* Page text:
+-------+

Man stops train from leaving station in Japan; video goes viral online
Japan Today -- Apr 12
The punctuality of Japanese trains often makes headlines around the world, but while rail staff and the trains themselves have a lot to do with the efficiency of the system, passengers play a role in keeping the trains running on time too.

Posters and rail announcements at the station ask passengers to follow basic rules and show common courtesy to others when riding the rails, which helps to ensure trains run without incident and on time. And while most are happy to oblige with these simple requests, sometimes there are commuters who decide to play by their own rules, causing havoc for rail staff and everyone else on the train.

Case in point is this man, who was filmed on a train in Nagoya in Aichi Prefecture recently. The man can be seen continually putting his hand in between the closing doors, causing them to open again and again, which stops the train from leaving the station at its designated time.

The incident, which was originally filmed by a Twitter user who took the video down after it went viral, occurred at Sakae Station on the Higashiyama subway line at 8:40 p.m. on April 6. The clip has since been uploaded by several other users, showing the man purposely putting his left hand in between the closing doors, causing them to open and close at least seven times.

Another passenger even attempts to hold the man away from the door for a moment, but then a more senior-looking member of staff approaches the carriage. The man then tries to use his foot to keep the doors open, but as the staff member watches on, the doors finally close, allowing the train to pull away from the platform after a delay of at least one minute.

The passenger’s actions quickly became a hot topic online and on television talk shows, where presenters discussed the man’s irresponsible behavior. It’s unclear as to whether or not the man was inebriated, or if he had some personal beef with station staff, or if he simply wanted to get some attention and bask in the glow of hearing the onboard apology from the driver for the delay he’d created.

+-------+

* Information supplied:
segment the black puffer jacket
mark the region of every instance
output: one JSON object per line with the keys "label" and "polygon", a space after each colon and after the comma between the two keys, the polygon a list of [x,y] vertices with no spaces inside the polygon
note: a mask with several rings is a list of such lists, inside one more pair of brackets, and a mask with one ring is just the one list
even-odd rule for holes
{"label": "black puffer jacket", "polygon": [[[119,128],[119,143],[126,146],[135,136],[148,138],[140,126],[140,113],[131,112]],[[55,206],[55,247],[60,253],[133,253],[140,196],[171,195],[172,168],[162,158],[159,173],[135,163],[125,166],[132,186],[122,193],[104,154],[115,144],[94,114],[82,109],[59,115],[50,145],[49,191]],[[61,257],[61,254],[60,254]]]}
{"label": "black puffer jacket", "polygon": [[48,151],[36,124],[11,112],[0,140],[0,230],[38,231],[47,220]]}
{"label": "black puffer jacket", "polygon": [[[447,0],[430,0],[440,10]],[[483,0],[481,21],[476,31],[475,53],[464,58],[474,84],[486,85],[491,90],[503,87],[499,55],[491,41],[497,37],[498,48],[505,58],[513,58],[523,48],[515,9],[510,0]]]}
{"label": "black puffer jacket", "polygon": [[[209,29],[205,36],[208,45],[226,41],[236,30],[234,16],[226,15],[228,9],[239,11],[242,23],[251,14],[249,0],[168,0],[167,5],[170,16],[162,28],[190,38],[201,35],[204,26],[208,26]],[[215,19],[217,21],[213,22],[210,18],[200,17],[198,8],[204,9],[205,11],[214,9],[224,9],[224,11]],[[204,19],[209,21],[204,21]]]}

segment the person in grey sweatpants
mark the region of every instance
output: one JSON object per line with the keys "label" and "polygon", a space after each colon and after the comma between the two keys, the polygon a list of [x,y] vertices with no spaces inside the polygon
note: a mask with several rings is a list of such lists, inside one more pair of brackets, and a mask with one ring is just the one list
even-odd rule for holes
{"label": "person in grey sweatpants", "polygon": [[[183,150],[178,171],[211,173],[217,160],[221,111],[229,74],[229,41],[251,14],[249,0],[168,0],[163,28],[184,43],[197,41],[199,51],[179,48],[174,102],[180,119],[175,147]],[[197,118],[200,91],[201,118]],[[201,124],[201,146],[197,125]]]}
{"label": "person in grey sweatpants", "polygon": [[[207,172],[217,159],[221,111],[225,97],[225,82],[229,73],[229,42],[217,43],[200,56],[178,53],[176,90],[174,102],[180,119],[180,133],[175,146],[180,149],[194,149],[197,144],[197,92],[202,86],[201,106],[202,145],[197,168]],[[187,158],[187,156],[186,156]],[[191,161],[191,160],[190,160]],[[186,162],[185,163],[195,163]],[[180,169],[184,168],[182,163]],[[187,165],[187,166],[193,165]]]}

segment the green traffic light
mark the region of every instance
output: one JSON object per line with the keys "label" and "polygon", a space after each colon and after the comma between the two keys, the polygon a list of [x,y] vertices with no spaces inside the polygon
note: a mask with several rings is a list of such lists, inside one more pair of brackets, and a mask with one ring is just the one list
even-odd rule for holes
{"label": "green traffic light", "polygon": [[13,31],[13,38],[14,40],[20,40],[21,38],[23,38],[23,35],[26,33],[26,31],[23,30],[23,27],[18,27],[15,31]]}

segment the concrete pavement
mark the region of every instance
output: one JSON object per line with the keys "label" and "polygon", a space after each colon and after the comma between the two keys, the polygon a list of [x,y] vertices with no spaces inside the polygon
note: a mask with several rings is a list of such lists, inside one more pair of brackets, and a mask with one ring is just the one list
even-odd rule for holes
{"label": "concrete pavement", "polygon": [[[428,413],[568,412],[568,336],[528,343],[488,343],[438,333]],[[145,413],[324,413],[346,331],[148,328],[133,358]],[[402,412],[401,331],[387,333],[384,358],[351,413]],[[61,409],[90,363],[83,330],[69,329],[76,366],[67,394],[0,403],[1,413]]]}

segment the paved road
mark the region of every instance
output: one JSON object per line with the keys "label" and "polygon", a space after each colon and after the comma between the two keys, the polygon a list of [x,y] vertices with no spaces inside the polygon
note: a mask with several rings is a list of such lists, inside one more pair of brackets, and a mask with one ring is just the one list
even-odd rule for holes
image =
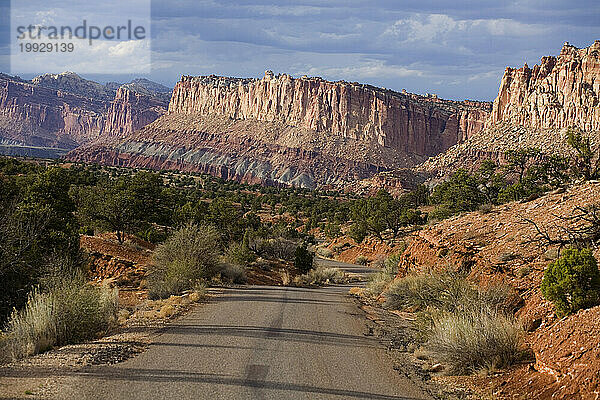
{"label": "paved road", "polygon": [[363,335],[364,316],[347,290],[226,289],[146,352],[92,367],[63,393],[110,400],[428,398]]}

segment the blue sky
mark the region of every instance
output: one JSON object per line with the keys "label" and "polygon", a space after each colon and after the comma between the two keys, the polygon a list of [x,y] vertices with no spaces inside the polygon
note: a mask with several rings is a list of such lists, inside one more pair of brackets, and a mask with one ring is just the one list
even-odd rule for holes
{"label": "blue sky", "polygon": [[148,77],[169,86],[271,69],[459,100],[492,100],[506,66],[600,39],[597,0],[153,1],[152,19]]}

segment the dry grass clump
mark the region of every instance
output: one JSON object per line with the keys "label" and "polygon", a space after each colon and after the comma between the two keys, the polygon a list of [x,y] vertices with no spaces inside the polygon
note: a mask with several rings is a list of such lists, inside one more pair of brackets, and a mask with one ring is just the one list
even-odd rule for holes
{"label": "dry grass clump", "polygon": [[375,296],[379,296],[381,292],[394,280],[398,274],[398,263],[400,262],[400,254],[393,254],[386,259],[375,262],[376,268],[381,268],[378,272],[369,277],[367,289]]}
{"label": "dry grass clump", "polygon": [[523,329],[512,316],[488,308],[445,313],[434,319],[426,348],[451,373],[495,370],[523,358]]}
{"label": "dry grass clump", "polygon": [[317,254],[323,258],[332,258],[333,257],[333,251],[331,251],[327,247],[317,247]]}
{"label": "dry grass clump", "polygon": [[346,275],[337,268],[317,267],[297,276],[294,283],[300,286],[346,283]]}
{"label": "dry grass clump", "polygon": [[358,256],[356,257],[356,259],[354,260],[354,264],[358,264],[358,265],[367,265],[367,263],[369,262],[369,259],[366,256]]}
{"label": "dry grass clump", "polygon": [[464,276],[428,272],[393,282],[385,305],[417,312],[417,340],[452,373],[502,368],[523,358],[523,329],[509,286],[478,287]]}
{"label": "dry grass clump", "polygon": [[33,290],[10,316],[0,358],[19,359],[54,346],[98,337],[117,322],[117,291],[74,278],[44,293]]}

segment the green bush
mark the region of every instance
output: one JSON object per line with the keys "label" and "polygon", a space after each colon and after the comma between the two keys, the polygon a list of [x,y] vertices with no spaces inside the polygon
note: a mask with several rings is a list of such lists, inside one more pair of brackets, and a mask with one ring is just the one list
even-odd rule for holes
{"label": "green bush", "polygon": [[47,293],[34,289],[25,307],[10,316],[0,356],[19,359],[96,338],[113,326],[116,313],[117,291],[83,278],[64,281]]}
{"label": "green bush", "polygon": [[256,260],[256,255],[243,242],[234,242],[225,250],[225,259],[232,264],[246,266]]}
{"label": "green bush", "polygon": [[559,316],[598,304],[600,271],[591,250],[568,249],[550,263],[542,280],[542,294],[554,303]]}
{"label": "green bush", "polygon": [[297,285],[326,285],[346,283],[346,275],[337,268],[317,267],[296,278]]}
{"label": "green bush", "polygon": [[306,274],[313,267],[314,255],[308,251],[306,245],[296,247],[296,257],[294,258],[294,267],[301,274]]}
{"label": "green bush", "polygon": [[214,276],[220,234],[212,227],[185,225],[156,247],[148,274],[149,296],[165,298]]}
{"label": "green bush", "polygon": [[474,291],[473,285],[458,274],[412,274],[390,285],[385,292],[385,306],[397,310],[434,307],[453,311]]}
{"label": "green bush", "polygon": [[218,266],[221,280],[227,283],[246,283],[246,270],[237,264],[223,263]]}

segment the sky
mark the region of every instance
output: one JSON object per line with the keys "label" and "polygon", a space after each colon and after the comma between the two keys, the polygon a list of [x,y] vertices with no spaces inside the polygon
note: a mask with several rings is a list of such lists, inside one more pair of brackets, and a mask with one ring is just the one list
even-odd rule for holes
{"label": "sky", "polygon": [[[143,76],[168,86],[181,75],[262,77],[270,69],[493,100],[506,66],[533,66],[566,41],[600,39],[598,0],[179,0],[152,1],[151,16],[151,72]],[[102,66],[102,57],[93,61]]]}

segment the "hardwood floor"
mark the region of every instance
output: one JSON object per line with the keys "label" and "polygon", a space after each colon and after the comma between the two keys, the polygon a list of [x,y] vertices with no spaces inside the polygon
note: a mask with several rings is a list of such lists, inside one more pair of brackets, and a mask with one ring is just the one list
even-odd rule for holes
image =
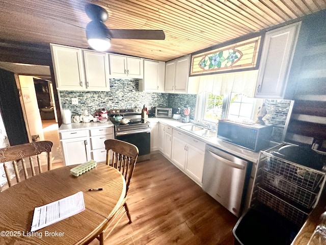
{"label": "hardwood floor", "polygon": [[105,244],[234,244],[237,218],[160,153],[137,163],[127,203],[132,223],[125,214]]}

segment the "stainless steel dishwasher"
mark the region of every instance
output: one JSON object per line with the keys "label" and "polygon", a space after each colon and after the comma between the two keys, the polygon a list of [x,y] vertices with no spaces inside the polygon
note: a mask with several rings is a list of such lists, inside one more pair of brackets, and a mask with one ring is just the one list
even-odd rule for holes
{"label": "stainless steel dishwasher", "polygon": [[237,217],[241,203],[249,162],[207,144],[203,189]]}

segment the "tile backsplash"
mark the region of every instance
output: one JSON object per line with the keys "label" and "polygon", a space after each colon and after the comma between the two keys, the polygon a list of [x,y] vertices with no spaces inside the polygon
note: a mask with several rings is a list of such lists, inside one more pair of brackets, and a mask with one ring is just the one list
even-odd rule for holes
{"label": "tile backsplash", "polygon": [[[110,79],[110,91],[59,91],[61,109],[68,109],[72,115],[80,114],[87,109],[94,114],[102,108],[142,108],[144,105],[155,113],[155,107],[191,107],[191,116],[195,115],[197,95],[139,91],[138,80]],[[72,98],[78,99],[78,104],[72,105]]]}

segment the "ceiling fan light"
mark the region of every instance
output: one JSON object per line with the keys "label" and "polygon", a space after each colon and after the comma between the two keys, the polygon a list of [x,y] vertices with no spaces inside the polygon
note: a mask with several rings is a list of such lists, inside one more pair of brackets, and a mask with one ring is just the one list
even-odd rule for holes
{"label": "ceiling fan light", "polygon": [[98,20],[90,22],[86,27],[88,43],[97,51],[105,51],[111,46],[111,39],[104,23]]}
{"label": "ceiling fan light", "polygon": [[107,38],[106,40],[91,38],[88,39],[88,41],[91,46],[96,51],[106,51],[111,46],[111,41],[110,38]]}

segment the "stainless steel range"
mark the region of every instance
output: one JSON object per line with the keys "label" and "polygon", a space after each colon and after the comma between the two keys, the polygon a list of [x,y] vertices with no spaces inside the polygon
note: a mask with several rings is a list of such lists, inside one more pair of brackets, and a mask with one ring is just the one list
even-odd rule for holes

+-------+

* What is required: Reproduce the full news article above about the man who delayed a train in Nagoya, word for word.

* Reply:
Man stops train from leaving station in Japan; video goes viral online
Japan Today -- Apr 12
The punctuality of Japanese trains often makes headlines around the world, but while rail staff and the trains themselves have a lot to do with the efficiency of the system, passengers play a role in keeping the trains running on time too.

Posters and rail announcements at the station ask passengers to follow basic rules and show common courtesy to others when riding the rails, which helps to ensure trains run without incident and on time. And while most are happy to oblige with these simple requests, sometimes there are commuters who decide to play by their own rules, causing havoc for rail staff and everyone else on the train.

Case in point is this man, who was filmed on a train in Nagoya in Aichi Prefecture recently. The man can be seen continually putting his hand in between the closing doors, causing them to open again and again, which stops the train from leaving the station at its designated time.

The incident, which was originally filmed by a Twitter user who took the video down after it went viral, occurred at Sakae Station on the Higashiyama subway line at 8:40 p.m. on April 6. The clip has since been uploaded by several other users, showing the man purposely putting his left hand in between the closing doors, causing them to open and close at least seven times.

Another passenger even attempts to hold the man away from the door for a moment, but then a more senior-looking member of staff approaches the carriage. The man then tries to use his foot to keep the doors open, but as the staff member watches on, the doors finally close, allowing the train to pull away from the platform after a delay of at least one minute.

The passenger’s actions quickly became a hot topic online and on television talk shows, where presenters discussed the man’s irresponsible behavior. It’s unclear as to whether or not the man was inebriated, or if he had some personal beef with station staff, or if he simply wanted to get some attention and bask in the glow of hearing the onboard apology from the driver for the delay he’d created.